Символисты были великими обольстителями и ловцами человеческих душ. И Белый раскидывал свои сети, как другие. Однажды он поймал меня и долго пересказывал теорию стиха, изложенную в его «Символизме». О. М., смеясь, сказал ему, что все мы на этом воспитывались, а я, в частности, его читательница. Было это, конечно, преувеличением, но я не возражала, потому что Белый, которого мы считали исключительно избалованным и окруженным почти культовым преклонением, вдруг обрадовался новой читательнице и просиял. Видно, и он в те годы уже остро ощущал безлюдие и одиночество, чувствовал себя отвергнутым и непрочтенным. Ведь судьба его читателей и друзей была очень горькой: он только и делал, что провожал в ссылки и встречал тех, кто возвращался, отбыв срок Его самого не трогали, но вокруг вычищали всех. Когда уводили его жену, а это случалось не раз, он бился и кричал от бешенства. Почему берут ее, а не меня, — жаловался он нам в то лето: незадолго до нашей встречи ее продержали несколько недель на Лубянке. Эта мысль приводила его в неистовство и сильно укоротила ему жизнь. Последней каплей, отравившей его сознание, было предисловие Каменева к его книге о Гоголе [129]. Это предисловие показывает, что как бы ни обернулись внутрипартийные отношения, нормального развития мысли все равно бы не допустили. При любом обороте событий идея о воспитании и опеке над мыслью все равно осталась бы основой основ. Вот столбовая дорога, сказали нам, а если мы ее для вас проложили, зачем вам ездить по проселочным?… К чему чудачества, когда перед вами поставлены самые правильные задачи и заранее дано их решение!… Наши опекуны во всех своих формациях никогда не ошибались и не знали сомнений. По зародышу они смело определяли, каков будет плод, а отсюда один шаг до декрета об уничтожении бесполезных зародышей, мыслей и ростков… И они это делали, и притом весьма успешно…

В самой природе Белого лежало чувство, что его мысль недоходчива, трудна, шероховата. Отсюда его манера говорить, прямо противоположная манере Пастернака. Белый обволакивал собеседника, медленно его завоевывал, убеждая и завораживая. У него были чуть смущенные, просительные интонации. В них чувствовалась неуверенность в слушателе, страх быть непонятым и неуслышанным, потребность завоевать доверие и внимание.

Исходные данные
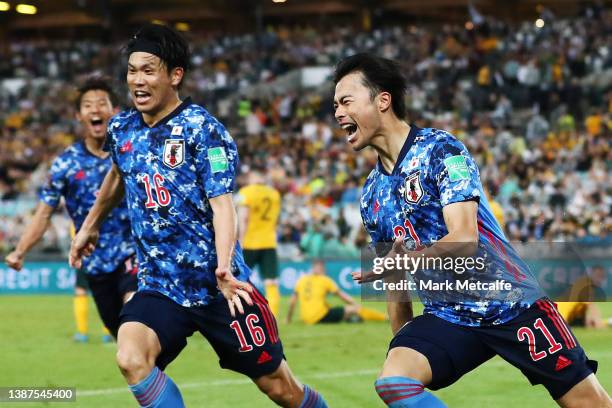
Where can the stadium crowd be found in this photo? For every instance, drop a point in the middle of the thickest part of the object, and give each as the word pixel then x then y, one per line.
pixel 532 104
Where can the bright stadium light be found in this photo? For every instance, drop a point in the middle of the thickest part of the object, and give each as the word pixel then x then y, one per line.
pixel 182 26
pixel 26 9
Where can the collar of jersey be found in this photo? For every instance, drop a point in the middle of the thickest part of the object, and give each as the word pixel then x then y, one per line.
pixel 414 131
pixel 169 116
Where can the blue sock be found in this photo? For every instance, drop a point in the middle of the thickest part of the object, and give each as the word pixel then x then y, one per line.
pixel 312 399
pixel 404 392
pixel 157 390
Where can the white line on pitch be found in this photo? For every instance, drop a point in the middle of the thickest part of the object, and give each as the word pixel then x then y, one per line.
pixel 242 381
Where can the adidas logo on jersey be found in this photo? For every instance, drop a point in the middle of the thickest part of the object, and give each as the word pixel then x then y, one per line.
pixel 562 362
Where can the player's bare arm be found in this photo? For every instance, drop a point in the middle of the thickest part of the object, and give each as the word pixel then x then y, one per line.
pixel 346 298
pixel 224 222
pixel 292 303
pixel 243 221
pixel 32 234
pixel 110 195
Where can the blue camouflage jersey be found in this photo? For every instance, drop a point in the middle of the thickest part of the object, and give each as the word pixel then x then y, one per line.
pixel 170 172
pixel 77 175
pixel 433 170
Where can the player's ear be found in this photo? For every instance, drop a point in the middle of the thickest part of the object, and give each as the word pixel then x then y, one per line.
pixel 384 101
pixel 176 76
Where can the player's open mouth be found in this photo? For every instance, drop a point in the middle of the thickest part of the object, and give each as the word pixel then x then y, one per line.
pixel 141 97
pixel 97 124
pixel 351 131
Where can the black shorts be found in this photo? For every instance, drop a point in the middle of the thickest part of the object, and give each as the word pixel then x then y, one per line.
pixel 334 315
pixel 266 259
pixel 109 289
pixel 247 343
pixel 537 342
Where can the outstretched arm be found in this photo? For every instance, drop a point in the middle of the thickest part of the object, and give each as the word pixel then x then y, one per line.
pixel 346 298
pixel 32 234
pixel 110 195
pixel 224 223
pixel 292 303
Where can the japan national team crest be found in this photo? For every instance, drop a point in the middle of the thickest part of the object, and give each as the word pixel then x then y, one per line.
pixel 413 192
pixel 174 152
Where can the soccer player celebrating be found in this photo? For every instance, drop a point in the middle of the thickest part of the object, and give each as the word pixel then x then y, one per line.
pixel 312 289
pixel 258 211
pixel 426 190
pixel 76 175
pixel 176 165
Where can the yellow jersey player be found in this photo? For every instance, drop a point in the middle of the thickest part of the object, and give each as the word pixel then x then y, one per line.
pixel 312 290
pixel 258 211
pixel 581 311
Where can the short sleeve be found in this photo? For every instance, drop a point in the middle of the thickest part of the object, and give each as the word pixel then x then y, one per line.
pixel 55 186
pixel 217 159
pixel 454 171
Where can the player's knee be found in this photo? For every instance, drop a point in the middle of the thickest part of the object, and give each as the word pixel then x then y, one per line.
pixel 277 390
pixel 402 361
pixel 133 366
pixel 589 393
pixel 281 389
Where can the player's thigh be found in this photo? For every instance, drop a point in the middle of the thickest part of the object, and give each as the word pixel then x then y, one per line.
pixel 247 343
pixel 333 315
pixel 434 351
pixel 108 300
pixel 542 346
pixel 280 382
pixel 170 322
pixel 587 393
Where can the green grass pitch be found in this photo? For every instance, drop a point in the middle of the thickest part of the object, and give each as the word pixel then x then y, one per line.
pixel 341 361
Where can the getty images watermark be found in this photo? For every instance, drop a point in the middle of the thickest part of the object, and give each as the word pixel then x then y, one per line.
pixel 411 264
pixel 488 272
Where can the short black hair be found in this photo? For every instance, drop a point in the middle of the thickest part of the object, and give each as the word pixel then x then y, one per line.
pixel 379 75
pixel 172 46
pixel 95 83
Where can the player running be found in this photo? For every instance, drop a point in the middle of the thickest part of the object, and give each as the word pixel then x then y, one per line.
pixel 176 165
pixel 312 290
pixel 258 211
pixel 426 189
pixel 76 175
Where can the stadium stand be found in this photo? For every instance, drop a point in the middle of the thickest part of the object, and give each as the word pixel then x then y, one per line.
pixel 533 105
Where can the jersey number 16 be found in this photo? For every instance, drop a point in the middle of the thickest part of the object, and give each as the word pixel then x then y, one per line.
pixel 161 192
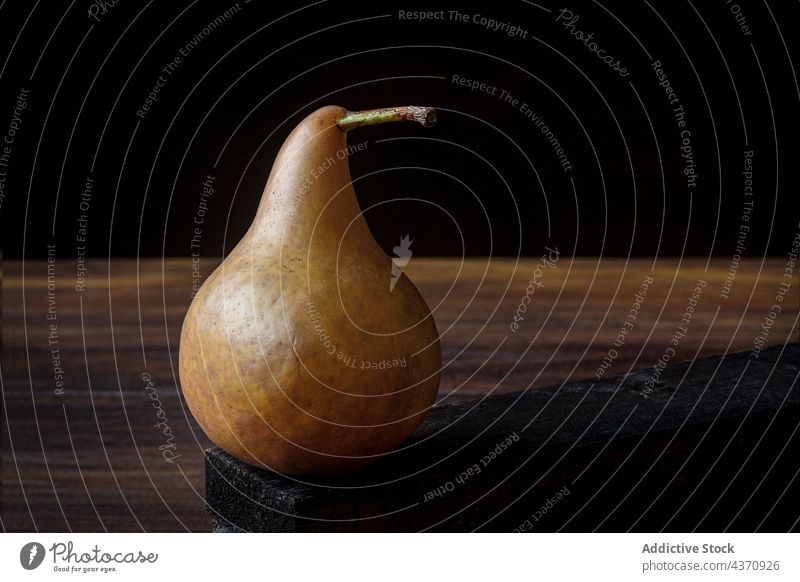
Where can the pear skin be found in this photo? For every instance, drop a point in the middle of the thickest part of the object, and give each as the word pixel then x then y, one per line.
pixel 295 354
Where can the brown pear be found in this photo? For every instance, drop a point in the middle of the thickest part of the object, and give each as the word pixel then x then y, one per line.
pixel 306 351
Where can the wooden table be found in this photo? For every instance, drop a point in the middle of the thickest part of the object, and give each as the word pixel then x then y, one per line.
pixel 80 369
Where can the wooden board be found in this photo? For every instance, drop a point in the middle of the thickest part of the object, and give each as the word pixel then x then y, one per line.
pixel 88 459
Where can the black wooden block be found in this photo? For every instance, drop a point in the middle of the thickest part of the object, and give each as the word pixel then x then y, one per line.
pixel 713 446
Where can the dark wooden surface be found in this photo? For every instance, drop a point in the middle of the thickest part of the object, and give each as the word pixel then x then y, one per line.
pixel 89 459
pixel 713 447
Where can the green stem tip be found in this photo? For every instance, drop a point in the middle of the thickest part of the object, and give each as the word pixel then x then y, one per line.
pixel 426 116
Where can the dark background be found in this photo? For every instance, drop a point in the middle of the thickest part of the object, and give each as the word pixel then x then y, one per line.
pixel 487 180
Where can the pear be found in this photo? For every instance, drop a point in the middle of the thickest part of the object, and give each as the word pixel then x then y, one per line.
pixel 300 353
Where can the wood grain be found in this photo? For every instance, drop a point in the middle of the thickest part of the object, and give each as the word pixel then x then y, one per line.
pixel 88 459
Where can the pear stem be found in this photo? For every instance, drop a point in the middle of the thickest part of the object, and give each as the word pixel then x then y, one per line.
pixel 423 115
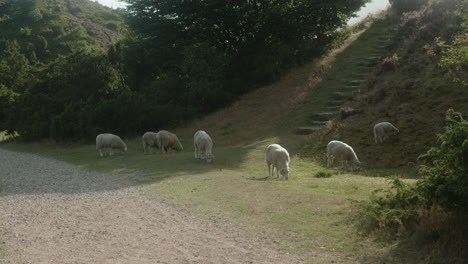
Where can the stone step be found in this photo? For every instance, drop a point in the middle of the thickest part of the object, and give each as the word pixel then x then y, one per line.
pixel 372 58
pixel 368 63
pixel 367 69
pixel 361 76
pixel 335 102
pixel 323 116
pixel 320 123
pixel 344 94
pixel 355 82
pixel 305 130
pixel 337 107
pixel 352 87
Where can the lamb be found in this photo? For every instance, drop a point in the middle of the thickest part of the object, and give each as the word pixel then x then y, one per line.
pixel 167 140
pixel 278 157
pixel 341 150
pixel 110 141
pixel 149 140
pixel 382 131
pixel 203 145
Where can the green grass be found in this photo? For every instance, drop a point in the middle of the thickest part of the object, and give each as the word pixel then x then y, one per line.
pixel 306 214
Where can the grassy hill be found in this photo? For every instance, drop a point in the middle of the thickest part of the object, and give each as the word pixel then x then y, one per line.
pixel 308 215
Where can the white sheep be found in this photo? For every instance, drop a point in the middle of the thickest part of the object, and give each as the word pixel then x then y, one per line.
pixel 111 142
pixel 341 150
pixel 382 131
pixel 277 157
pixel 167 140
pixel 150 140
pixel 203 145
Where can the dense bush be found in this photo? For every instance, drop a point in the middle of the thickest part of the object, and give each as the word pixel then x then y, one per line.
pixel 407 5
pixel 443 183
pixel 445 168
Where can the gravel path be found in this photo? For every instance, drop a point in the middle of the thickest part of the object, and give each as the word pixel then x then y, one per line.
pixel 53 212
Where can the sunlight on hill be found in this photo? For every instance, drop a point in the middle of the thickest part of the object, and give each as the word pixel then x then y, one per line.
pixel 371 8
pixel 112 3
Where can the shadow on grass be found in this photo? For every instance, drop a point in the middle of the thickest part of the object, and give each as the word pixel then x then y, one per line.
pixel 78 168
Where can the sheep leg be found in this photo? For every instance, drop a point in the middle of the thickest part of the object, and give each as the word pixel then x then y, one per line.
pixel 330 159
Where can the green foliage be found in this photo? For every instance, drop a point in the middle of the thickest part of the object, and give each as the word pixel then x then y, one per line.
pixel 445 171
pixel 443 183
pixel 407 5
pixel 323 174
pixel 455 54
pixel 392 209
pixel 242 43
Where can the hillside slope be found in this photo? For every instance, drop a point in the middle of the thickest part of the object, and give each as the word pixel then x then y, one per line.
pixel 414 96
pixel 45 29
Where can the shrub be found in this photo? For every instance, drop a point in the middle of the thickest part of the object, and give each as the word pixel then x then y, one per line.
pixel 444 183
pixel 323 174
pixel 407 5
pixel 391 63
pixel 392 209
pixel 445 168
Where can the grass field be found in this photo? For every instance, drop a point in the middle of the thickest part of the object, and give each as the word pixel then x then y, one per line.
pixel 304 214
pixel 309 215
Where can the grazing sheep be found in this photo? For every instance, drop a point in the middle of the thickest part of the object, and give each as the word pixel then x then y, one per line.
pixel 149 140
pixel 341 150
pixel 110 141
pixel 277 157
pixel 167 140
pixel 382 131
pixel 203 145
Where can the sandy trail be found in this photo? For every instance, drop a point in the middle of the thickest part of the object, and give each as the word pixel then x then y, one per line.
pixel 53 212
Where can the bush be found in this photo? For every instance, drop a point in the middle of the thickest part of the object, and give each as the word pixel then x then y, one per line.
pixel 323 174
pixel 407 5
pixel 392 209
pixel 445 171
pixel 444 183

Выполните задания
• a. Перечислите всех людей, которые названы во фрагменте о Белом по фамилии или инициалам.
• b. Где, согласно фрагменту о Белом, несколько недель держали его жену незадолго до встречи?
• c. Верните из фрагмента о Белом отрывок от слов «В самой природе» до слов «доверие и внимание.» включительно.

Ответы
• a. Белый, О. М., Каменев, Гоголь, Пастернак

• b. На Лубянке.

• c.
В самой природе Белого лежало чувство, что его мысль недоходчива, трудна, шероховата. Отсюда его манера говорить, прямо противоположная манере Пастернака. Белый обволакивал собеседника, медленно его завоевывал, убеждая и завораживая. У него были чуть смущенные, просительные интонации. В них чувствовалась неуверенность в слушателе, страх быть непонятым и неуслышанным, потребность завоевать доверие и внимание.